WRITTEN TASK: Repeat all of the material below exactly as written, images excluded.

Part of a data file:
______
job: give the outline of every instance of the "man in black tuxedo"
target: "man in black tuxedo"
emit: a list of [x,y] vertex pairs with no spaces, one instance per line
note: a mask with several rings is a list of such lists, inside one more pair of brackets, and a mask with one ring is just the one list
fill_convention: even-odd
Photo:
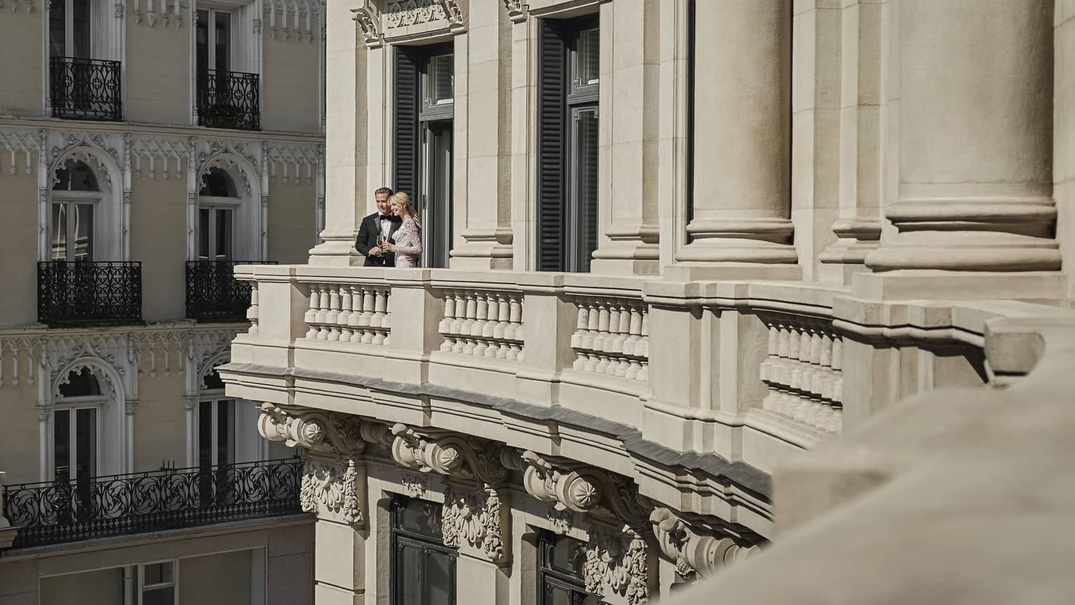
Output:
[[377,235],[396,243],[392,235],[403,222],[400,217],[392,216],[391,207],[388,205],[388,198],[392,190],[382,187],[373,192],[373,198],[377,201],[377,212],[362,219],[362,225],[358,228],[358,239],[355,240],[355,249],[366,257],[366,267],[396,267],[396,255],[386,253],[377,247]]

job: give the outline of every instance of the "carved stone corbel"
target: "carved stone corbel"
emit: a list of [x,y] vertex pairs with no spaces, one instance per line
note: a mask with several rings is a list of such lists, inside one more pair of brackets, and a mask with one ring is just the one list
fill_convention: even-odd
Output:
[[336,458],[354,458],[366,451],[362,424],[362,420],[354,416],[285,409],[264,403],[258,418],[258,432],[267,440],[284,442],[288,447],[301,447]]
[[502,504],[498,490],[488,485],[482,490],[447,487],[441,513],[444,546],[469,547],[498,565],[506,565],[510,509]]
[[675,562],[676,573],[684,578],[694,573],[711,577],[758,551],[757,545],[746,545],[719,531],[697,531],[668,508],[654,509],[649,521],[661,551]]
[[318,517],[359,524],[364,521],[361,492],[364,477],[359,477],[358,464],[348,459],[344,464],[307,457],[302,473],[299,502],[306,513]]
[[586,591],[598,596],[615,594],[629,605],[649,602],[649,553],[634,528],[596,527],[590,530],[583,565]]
______
TASK RESULT:
job: give the outline of every instance of the "man in black tuxedo"
target: "man in black tuxedo"
emit: a list of [x,y] vertex pairs with no spaces, one instance per line
note: a mask with several rings is a list of such lists, inside one more pair of brackets, and a mask with one ring is just the one list
fill_convention: even-odd
Photo:
Output:
[[377,235],[396,243],[392,235],[403,222],[400,217],[392,216],[391,207],[388,205],[388,198],[392,190],[382,187],[373,192],[373,198],[377,201],[377,212],[362,219],[362,225],[358,228],[358,239],[355,240],[355,249],[366,257],[366,267],[396,267],[396,255],[386,253],[377,247]]

job: give the outline of every instance of the "carved stone corbel"
target: "carved stone corbel"
emit: a list of [x,y] vertex pairs with no spaces, one instance per line
note: a mask with several rings is a list of such lists, inside one more pair of brackets, and a mask with one ring is just the one list
fill_convention: even-odd
Output:
[[336,458],[354,458],[366,451],[362,424],[362,420],[354,416],[285,409],[264,403],[258,418],[258,432],[267,440],[284,442],[288,447],[301,447]]
[[502,504],[498,490],[488,485],[482,490],[447,487],[441,513],[444,546],[469,547],[498,565],[506,565],[510,509]]
[[675,562],[676,573],[684,578],[694,573],[711,577],[758,551],[757,545],[746,545],[719,531],[697,531],[668,508],[654,509],[649,521],[661,551]]
[[318,517],[359,524],[364,521],[361,492],[364,477],[359,477],[358,464],[348,459],[344,464],[307,457],[302,473],[299,502],[306,513]]
[[586,591],[598,596],[615,594],[629,605],[649,602],[649,553],[634,528],[596,527],[590,530],[583,565]]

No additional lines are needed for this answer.